■ **Directions for this task**
Transcribe the data below verbatim, keeping every line unchanged.

■ **Source material**

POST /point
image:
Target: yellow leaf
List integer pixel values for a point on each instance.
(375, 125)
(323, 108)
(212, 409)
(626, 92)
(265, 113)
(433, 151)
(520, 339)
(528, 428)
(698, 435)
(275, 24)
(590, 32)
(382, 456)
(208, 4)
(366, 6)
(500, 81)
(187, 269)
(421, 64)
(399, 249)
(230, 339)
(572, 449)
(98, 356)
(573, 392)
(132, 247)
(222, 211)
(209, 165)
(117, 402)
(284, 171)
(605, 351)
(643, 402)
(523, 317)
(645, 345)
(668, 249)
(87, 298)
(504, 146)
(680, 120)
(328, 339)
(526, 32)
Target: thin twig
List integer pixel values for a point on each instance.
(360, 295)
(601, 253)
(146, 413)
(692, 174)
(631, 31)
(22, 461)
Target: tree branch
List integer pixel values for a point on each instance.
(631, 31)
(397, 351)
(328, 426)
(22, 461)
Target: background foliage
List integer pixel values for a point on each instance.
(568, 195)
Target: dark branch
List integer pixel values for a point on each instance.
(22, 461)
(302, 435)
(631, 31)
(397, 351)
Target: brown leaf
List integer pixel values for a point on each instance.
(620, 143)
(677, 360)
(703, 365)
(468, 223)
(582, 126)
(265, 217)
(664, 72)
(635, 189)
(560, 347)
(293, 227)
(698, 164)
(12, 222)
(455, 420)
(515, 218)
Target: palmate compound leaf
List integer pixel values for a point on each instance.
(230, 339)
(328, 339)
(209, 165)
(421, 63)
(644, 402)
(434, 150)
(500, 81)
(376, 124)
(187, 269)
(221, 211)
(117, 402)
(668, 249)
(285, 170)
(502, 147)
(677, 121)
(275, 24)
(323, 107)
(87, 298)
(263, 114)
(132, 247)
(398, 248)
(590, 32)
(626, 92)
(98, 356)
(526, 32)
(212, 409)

■ **Full response**
POST /point
image:
Target: yellow leaf
List integer pixel values for a point on each instance.
(375, 125)
(323, 108)
(212, 409)
(626, 92)
(265, 113)
(433, 151)
(520, 339)
(528, 428)
(698, 435)
(275, 24)
(590, 32)
(382, 456)
(208, 4)
(366, 6)
(500, 81)
(187, 269)
(421, 64)
(399, 249)
(230, 339)
(572, 449)
(98, 356)
(573, 392)
(132, 247)
(222, 211)
(209, 165)
(117, 402)
(284, 171)
(605, 351)
(643, 402)
(523, 317)
(645, 345)
(668, 249)
(87, 298)
(504, 146)
(680, 120)
(328, 339)
(526, 32)
Target: thin twig
List integer pixel values for a point on each instance.
(360, 295)
(601, 253)
(146, 413)
(692, 174)
(631, 31)
(22, 461)
Target: tree branch
List integer pixel values for a point on each instance.
(631, 31)
(397, 351)
(328, 426)
(22, 461)
Target: background foliage
List integer pixel values for a point on each instance.
(568, 195)
Target: dark branch
List integer pixel values for a point on each instance.
(22, 461)
(302, 435)
(631, 31)
(397, 351)
Target: brown leaf
List integer pixel values for a point on each instance.
(620, 143)
(677, 360)
(703, 365)
(468, 223)
(582, 126)
(265, 217)
(664, 72)
(635, 189)
(560, 347)
(293, 227)
(698, 164)
(12, 222)
(455, 420)
(515, 218)
Target: palmate compound leaf
List integer pixel values for a point on each instance.
(230, 339)
(328, 339)
(209, 165)
(421, 63)
(644, 402)
(434, 150)
(500, 81)
(376, 124)
(187, 269)
(221, 211)
(117, 402)
(668, 249)
(285, 170)
(502, 147)
(677, 121)
(275, 24)
(323, 107)
(87, 298)
(263, 114)
(132, 247)
(398, 248)
(590, 32)
(626, 92)
(98, 356)
(526, 32)
(212, 409)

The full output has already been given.